*What this task involves*
The required answer is an exact copy of every entry underneath.

*Source material*
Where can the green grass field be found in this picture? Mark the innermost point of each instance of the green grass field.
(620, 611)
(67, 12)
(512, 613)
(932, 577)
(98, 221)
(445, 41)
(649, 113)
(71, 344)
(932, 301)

*Solution for this exercise*
Where can the green grass field be found in this picture? Mark the innermost point of each instance of the green grass field.
(620, 611)
(67, 12)
(512, 613)
(932, 577)
(98, 221)
(445, 41)
(649, 113)
(71, 344)
(932, 301)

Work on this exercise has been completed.